### DIRECTIONS:
Exactly as given, repeat all of the entries.

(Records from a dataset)
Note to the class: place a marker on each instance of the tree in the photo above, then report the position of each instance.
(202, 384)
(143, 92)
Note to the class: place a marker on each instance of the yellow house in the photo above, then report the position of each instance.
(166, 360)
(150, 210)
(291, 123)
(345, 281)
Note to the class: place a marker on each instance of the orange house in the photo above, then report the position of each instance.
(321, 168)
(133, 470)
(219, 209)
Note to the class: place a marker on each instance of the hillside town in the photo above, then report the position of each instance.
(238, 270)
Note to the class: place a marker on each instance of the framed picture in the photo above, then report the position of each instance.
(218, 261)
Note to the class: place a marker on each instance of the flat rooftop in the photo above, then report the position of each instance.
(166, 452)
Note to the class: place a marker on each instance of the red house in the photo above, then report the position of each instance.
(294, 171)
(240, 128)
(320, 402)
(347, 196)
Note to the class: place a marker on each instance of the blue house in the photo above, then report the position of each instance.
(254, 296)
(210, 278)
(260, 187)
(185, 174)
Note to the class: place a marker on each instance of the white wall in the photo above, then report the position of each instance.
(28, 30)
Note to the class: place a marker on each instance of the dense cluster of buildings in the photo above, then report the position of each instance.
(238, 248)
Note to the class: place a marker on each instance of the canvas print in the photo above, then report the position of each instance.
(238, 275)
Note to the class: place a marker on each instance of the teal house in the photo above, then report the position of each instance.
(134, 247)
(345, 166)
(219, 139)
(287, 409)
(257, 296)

### WRITTEN ANSWER:
Note to the class: place a marker on each instance of the tree in the photo above, then report the position of each instance.
(202, 384)
(143, 92)
Note to the class: place a marker on each instance of the yellow house in the photo above, then report the position of each instance.
(166, 360)
(150, 210)
(291, 123)
(345, 281)
Note to the class: place a marker on each instance of the orange house in the photo above, then report the position of each instance.
(321, 168)
(133, 470)
(219, 209)
Note to the class: place a marker on each instance of the hillside town in the photo above, then report the position of each instance.
(238, 270)
Note to the class: place a marker on each instance of the framed picture in the photo above, then report the position of each instance.
(218, 261)
Note to the class: place a marker on each instance of the flat rooftop in the photo above, then report the position of each instance.
(166, 452)
Note to the class: place a marker on each instance of the red house in the photo above, then report the position of each instance.
(294, 171)
(240, 128)
(320, 402)
(347, 196)
Note to the class: place a marker on each instance of the blue house in the photo above, then report the position of each instance.
(254, 296)
(210, 278)
(260, 187)
(185, 174)
Note to the class: place a marker on each instance of the white wall in the photo above, then report the position of each instance.
(28, 30)
Note to the class: place a marker on each instance of the dense cluster of buildings in the photo above, then report the position of each instance.
(238, 248)
Note to the class: place a marker on each instance of the canvas print in the photo above, then report the position of each instance.
(238, 275)
Note to the class: place a marker on each instance of the teal house in the photo above, then report the position of each instance.
(134, 247)
(345, 166)
(219, 139)
(287, 409)
(257, 296)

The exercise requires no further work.